Exact reproduction of all the data is required, with pictures excluded.

◆ **Material for this task**:

BEGIN

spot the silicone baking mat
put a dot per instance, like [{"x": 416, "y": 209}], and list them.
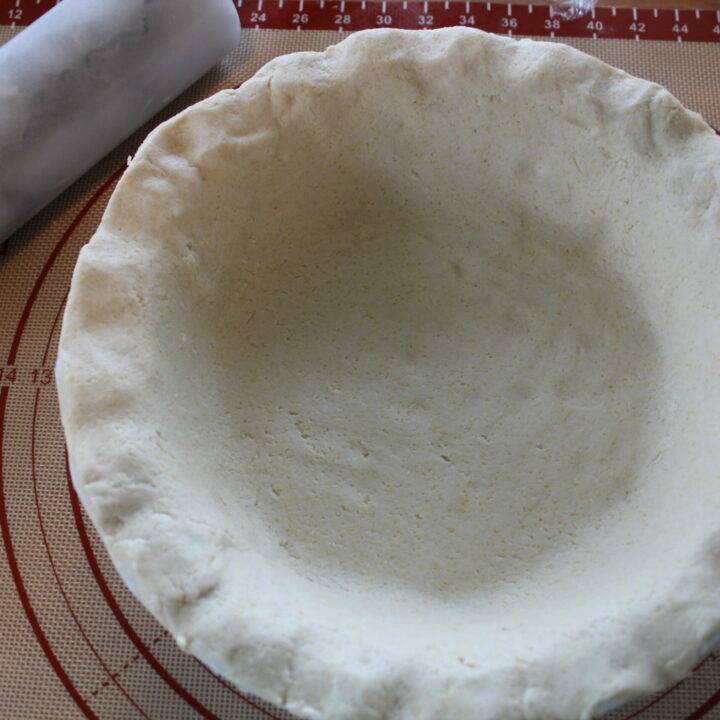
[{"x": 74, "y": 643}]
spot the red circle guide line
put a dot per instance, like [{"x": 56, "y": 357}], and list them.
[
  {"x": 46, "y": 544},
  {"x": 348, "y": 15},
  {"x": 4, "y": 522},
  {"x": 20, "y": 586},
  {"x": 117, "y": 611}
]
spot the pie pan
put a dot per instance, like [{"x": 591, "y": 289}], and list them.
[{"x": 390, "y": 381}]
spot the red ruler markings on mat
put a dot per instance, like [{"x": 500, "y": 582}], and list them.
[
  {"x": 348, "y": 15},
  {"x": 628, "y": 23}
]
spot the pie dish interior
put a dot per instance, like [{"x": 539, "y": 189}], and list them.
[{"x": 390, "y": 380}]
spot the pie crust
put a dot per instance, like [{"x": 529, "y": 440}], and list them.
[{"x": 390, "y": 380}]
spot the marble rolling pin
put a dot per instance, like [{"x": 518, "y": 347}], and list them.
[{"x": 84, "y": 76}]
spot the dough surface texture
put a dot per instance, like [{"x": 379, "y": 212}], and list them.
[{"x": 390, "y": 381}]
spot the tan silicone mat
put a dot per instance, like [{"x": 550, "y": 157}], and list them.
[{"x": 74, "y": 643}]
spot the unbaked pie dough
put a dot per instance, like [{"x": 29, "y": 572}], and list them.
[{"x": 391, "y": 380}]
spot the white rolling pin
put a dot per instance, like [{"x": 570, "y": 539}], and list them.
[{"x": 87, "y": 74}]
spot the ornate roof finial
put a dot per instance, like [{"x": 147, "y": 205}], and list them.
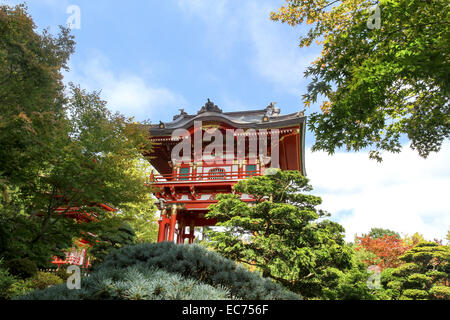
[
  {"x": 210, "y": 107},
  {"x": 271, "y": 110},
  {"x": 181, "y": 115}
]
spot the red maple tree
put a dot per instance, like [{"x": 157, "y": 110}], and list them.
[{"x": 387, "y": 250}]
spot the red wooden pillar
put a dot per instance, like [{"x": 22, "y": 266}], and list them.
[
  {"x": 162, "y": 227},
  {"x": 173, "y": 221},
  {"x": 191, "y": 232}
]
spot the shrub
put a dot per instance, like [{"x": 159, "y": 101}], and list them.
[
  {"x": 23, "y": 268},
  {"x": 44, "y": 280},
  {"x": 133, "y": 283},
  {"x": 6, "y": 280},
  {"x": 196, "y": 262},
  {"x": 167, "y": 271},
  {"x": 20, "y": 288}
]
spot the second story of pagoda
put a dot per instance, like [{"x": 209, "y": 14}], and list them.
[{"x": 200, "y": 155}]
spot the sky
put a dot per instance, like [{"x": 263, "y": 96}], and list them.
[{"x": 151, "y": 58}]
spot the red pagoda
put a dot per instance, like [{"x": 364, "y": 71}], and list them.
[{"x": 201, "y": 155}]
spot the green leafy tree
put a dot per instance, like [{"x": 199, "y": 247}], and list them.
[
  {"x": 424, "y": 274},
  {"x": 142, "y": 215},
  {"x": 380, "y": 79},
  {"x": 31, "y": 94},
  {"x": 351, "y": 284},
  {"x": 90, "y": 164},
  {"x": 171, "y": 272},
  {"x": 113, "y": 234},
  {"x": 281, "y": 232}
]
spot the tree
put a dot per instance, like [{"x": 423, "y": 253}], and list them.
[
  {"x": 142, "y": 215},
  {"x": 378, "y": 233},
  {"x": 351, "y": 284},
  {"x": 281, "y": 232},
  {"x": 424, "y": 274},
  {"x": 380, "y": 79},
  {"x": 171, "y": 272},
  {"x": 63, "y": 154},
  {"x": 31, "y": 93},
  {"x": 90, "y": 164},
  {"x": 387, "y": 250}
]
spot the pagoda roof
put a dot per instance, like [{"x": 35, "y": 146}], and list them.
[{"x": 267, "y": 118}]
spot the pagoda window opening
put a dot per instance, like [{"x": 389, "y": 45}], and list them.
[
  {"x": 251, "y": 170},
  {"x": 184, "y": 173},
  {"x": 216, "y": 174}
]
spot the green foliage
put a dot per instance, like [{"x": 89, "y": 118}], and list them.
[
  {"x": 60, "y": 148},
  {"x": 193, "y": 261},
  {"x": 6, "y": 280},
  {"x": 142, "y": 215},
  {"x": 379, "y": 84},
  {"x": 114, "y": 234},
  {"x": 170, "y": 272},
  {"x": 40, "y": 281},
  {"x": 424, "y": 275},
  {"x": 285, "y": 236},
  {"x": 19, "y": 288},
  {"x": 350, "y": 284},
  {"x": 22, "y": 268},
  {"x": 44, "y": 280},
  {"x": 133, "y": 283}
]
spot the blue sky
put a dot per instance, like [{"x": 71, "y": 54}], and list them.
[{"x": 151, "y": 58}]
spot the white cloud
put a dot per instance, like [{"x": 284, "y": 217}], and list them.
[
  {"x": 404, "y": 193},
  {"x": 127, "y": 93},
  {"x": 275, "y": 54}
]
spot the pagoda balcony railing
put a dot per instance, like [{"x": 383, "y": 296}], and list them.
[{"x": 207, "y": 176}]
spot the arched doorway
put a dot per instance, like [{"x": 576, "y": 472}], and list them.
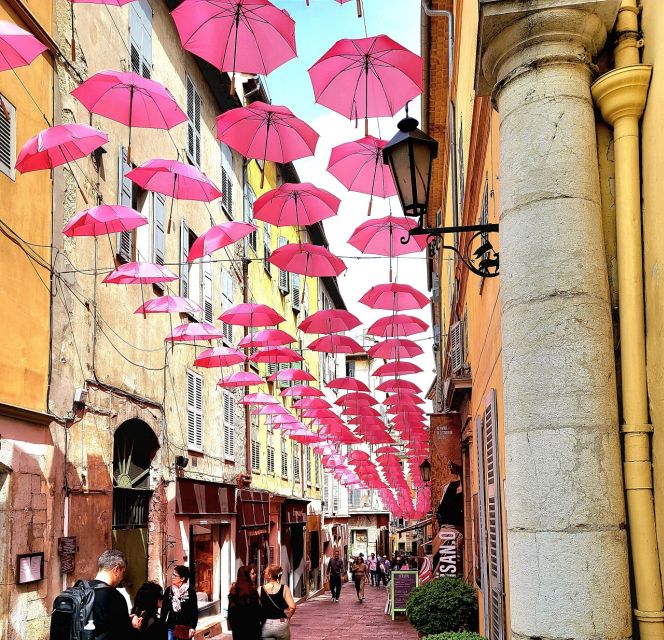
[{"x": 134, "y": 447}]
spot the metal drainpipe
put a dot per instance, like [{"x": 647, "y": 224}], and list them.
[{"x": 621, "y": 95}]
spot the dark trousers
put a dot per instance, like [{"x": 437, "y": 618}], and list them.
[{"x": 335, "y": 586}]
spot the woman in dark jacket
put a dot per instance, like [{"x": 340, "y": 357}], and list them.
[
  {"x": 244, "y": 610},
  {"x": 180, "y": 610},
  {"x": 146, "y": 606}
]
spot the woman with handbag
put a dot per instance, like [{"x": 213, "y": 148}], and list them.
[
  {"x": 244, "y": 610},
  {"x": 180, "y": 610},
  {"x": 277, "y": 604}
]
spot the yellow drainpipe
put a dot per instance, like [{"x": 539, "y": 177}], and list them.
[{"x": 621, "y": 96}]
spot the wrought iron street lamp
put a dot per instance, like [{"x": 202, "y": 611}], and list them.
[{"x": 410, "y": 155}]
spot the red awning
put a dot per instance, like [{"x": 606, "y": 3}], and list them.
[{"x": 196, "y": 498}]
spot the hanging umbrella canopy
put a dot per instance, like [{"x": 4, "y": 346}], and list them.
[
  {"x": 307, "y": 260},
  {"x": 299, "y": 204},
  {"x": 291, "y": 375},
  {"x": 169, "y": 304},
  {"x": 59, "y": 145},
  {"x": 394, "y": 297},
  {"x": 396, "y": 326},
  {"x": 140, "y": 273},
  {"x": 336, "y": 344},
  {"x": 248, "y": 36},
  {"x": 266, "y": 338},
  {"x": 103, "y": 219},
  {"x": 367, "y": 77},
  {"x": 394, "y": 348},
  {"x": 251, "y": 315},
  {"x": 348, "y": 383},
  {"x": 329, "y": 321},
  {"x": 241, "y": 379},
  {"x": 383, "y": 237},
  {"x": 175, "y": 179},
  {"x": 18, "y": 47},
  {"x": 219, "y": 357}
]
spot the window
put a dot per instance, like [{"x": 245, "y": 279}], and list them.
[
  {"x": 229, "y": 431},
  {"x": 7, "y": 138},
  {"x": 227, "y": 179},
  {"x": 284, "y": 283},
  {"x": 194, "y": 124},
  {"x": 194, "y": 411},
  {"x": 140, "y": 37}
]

END

◆ **Exercise output**:
spot the silicone baking mat
put a dot per instance, like [{"x": 416, "y": 209}], and list them.
[{"x": 74, "y": 643}]
spot the red circle guide line
put a dot per instance, like [{"x": 56, "y": 357}], and list them.
[
  {"x": 46, "y": 544},
  {"x": 348, "y": 15},
  {"x": 4, "y": 522},
  {"x": 20, "y": 586},
  {"x": 117, "y": 611}
]
spot the pie pan
put a dot per instance, like [{"x": 591, "y": 289}], and list them.
[{"x": 390, "y": 381}]
spot the red ruler markings on mat
put a dot per instance, like [{"x": 500, "y": 582}], and list them.
[
  {"x": 348, "y": 15},
  {"x": 628, "y": 23}
]
spot the pie dish interior
put a dot per instance, like [{"x": 539, "y": 189}], and list them.
[{"x": 390, "y": 380}]
spot the pie crust
put a dot per instance, like [{"x": 529, "y": 440}], and list them.
[{"x": 390, "y": 380}]
spot the marble rolling pin
put a dot per instance, like [{"x": 518, "y": 347}], and list them.
[{"x": 84, "y": 76}]
spot the dough surface texture
put a dot per instance, like [{"x": 379, "y": 212}], and list them.
[{"x": 390, "y": 381}]
spot the tan silicone mat
put a dot per instance, like [{"x": 550, "y": 157}], and list them.
[{"x": 74, "y": 643}]
spot the unbaked pie dough
put a dot per instance, like [{"x": 29, "y": 572}], and list them.
[{"x": 391, "y": 380}]
spot the white rolling pin
put a dot per instance, like [{"x": 570, "y": 539}], and list them.
[{"x": 87, "y": 74}]
spot the ornate roof finial
put a dot per instance, like [{"x": 147, "y": 205}], and list them.
[
  {"x": 210, "y": 107},
  {"x": 271, "y": 110},
  {"x": 181, "y": 115}
]
spot the red maple tree
put a dot per instance, like [{"x": 157, "y": 110}], and list them.
[{"x": 387, "y": 250}]
spot the red wooden pillar
put a dot per instance, like [{"x": 22, "y": 266}], and list them.
[
  {"x": 162, "y": 227},
  {"x": 173, "y": 221},
  {"x": 191, "y": 232}
]
spot the shrub
put a dot per instance, like [{"x": 159, "y": 101}], and list them.
[
  {"x": 23, "y": 268},
  {"x": 44, "y": 280},
  {"x": 133, "y": 283},
  {"x": 6, "y": 280},
  {"x": 196, "y": 262},
  {"x": 167, "y": 271},
  {"x": 20, "y": 288}
]
spot the second story of pagoda
put a dot per instance, like [{"x": 209, "y": 14}], and list them.
[{"x": 200, "y": 155}]
spot the sky
put a dot per instance, like [{"x": 263, "y": 96}], and list them.
[{"x": 151, "y": 58}]
spot the red pagoda
put a dot per instance, like [{"x": 364, "y": 71}], and list them.
[{"x": 201, "y": 155}]
spot the green leafy tree
put a dot per instance, like [{"x": 199, "y": 247}], and list them.
[
  {"x": 424, "y": 274},
  {"x": 142, "y": 215},
  {"x": 380, "y": 79},
  {"x": 31, "y": 94},
  {"x": 351, "y": 284},
  {"x": 90, "y": 164},
  {"x": 171, "y": 272},
  {"x": 113, "y": 234},
  {"x": 281, "y": 232}
]
spot the tree
put a dot per instance, like [{"x": 423, "y": 253}], and list them.
[
  {"x": 142, "y": 215},
  {"x": 378, "y": 233},
  {"x": 351, "y": 284},
  {"x": 281, "y": 232},
  {"x": 424, "y": 274},
  {"x": 380, "y": 79},
  {"x": 171, "y": 272},
  {"x": 63, "y": 154},
  {"x": 31, "y": 93},
  {"x": 90, "y": 164},
  {"x": 387, "y": 250}
]
spot the pagoda roof
put a dot per instance, like [{"x": 35, "y": 146}], and list them.
[{"x": 267, "y": 118}]
spot the pagoda window opening
put a dot per instance, like [{"x": 389, "y": 45}], and list them.
[
  {"x": 251, "y": 170},
  {"x": 184, "y": 173},
  {"x": 216, "y": 174}
]
spot the green foliage
put a dot per instance, like [{"x": 89, "y": 118}], and list them.
[
  {"x": 60, "y": 148},
  {"x": 193, "y": 261},
  {"x": 6, "y": 280},
  {"x": 142, "y": 215},
  {"x": 379, "y": 84},
  {"x": 114, "y": 234},
  {"x": 170, "y": 272},
  {"x": 40, "y": 281},
  {"x": 424, "y": 275},
  {"x": 285, "y": 236},
  {"x": 19, "y": 288},
  {"x": 350, "y": 284},
  {"x": 22, "y": 268},
  {"x": 44, "y": 280},
  {"x": 133, "y": 283}
]
spot the blue sky
put a dot per instance, like [{"x": 71, "y": 54}], and list them.
[{"x": 151, "y": 58}]
spot the white cloud
put a dot per instance, like [{"x": 284, "y": 217}], and list them.
[
  {"x": 404, "y": 193},
  {"x": 127, "y": 93},
  {"x": 275, "y": 54}
]
spot the pagoda balcony railing
put a dot per instance, like [{"x": 383, "y": 296}], and list them.
[{"x": 207, "y": 176}]
spot the arched doorway
put a dot per instance, like [{"x": 576, "y": 472}], and list them.
[{"x": 134, "y": 447}]
spot the metal drainpipe
put a dot per instance, like [{"x": 647, "y": 224}], and list them.
[{"x": 621, "y": 95}]
spot the dark trousers
put a dot per instance, like [{"x": 437, "y": 618}], and list them.
[{"x": 335, "y": 586}]
spot the woman in dark jacket
put a dot per instance, like [{"x": 340, "y": 357}], and list them.
[
  {"x": 244, "y": 610},
  {"x": 180, "y": 610},
  {"x": 146, "y": 606}
]
spot the woman with handbag
put a dot per instance, like [{"x": 213, "y": 148}], and list them.
[
  {"x": 244, "y": 610},
  {"x": 180, "y": 610},
  {"x": 277, "y": 604}
]
spot the yellow drainpipe
put a dot per instance, like [{"x": 539, "y": 177}], and list them.
[{"x": 621, "y": 96}]
spot the wrought iron street lamp
put a dot per instance, like [{"x": 202, "y": 611}], and list them.
[{"x": 410, "y": 155}]
spot the red awning
put a dot per instance, like [{"x": 606, "y": 3}], and list them.
[{"x": 196, "y": 498}]
spot the hanging umbrella canopy
put a dot per instance, like [{"x": 4, "y": 346}], and list them.
[
  {"x": 307, "y": 260},
  {"x": 299, "y": 204},
  {"x": 291, "y": 375},
  {"x": 169, "y": 304},
  {"x": 59, "y": 145},
  {"x": 394, "y": 297},
  {"x": 396, "y": 326},
  {"x": 140, "y": 273},
  {"x": 336, "y": 344},
  {"x": 248, "y": 36},
  {"x": 266, "y": 338},
  {"x": 103, "y": 219},
  {"x": 367, "y": 77},
  {"x": 394, "y": 348},
  {"x": 251, "y": 315},
  {"x": 348, "y": 383},
  {"x": 329, "y": 321},
  {"x": 241, "y": 379},
  {"x": 383, "y": 237},
  {"x": 175, "y": 179},
  {"x": 18, "y": 47},
  {"x": 219, "y": 357}
]
spot the window
put a dot per instance, like [{"x": 245, "y": 279}], and list them.
[
  {"x": 229, "y": 431},
  {"x": 7, "y": 138},
  {"x": 227, "y": 179},
  {"x": 284, "y": 283},
  {"x": 194, "y": 124},
  {"x": 194, "y": 411},
  {"x": 140, "y": 37}
]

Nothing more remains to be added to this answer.